### YOUR TASK:
Render every line of the items below as a numbered list, skipping blank lines and omitting the pictures.

Excerpts from a location annotation dataset
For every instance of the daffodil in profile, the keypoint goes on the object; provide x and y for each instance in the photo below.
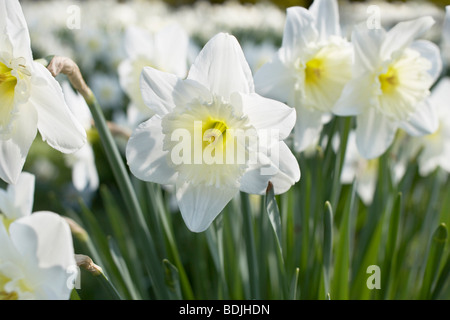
(212, 135)
(433, 150)
(165, 49)
(31, 100)
(310, 69)
(37, 259)
(392, 76)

### ANSWER TO THE EXERCISE:
1. For every instance of the daffodil in profile, the keypoint goes on the object; provide x and y for each instance in the photo below.
2. (212, 135)
3. (433, 150)
4. (165, 49)
5. (31, 100)
6. (310, 69)
7. (37, 259)
8. (392, 76)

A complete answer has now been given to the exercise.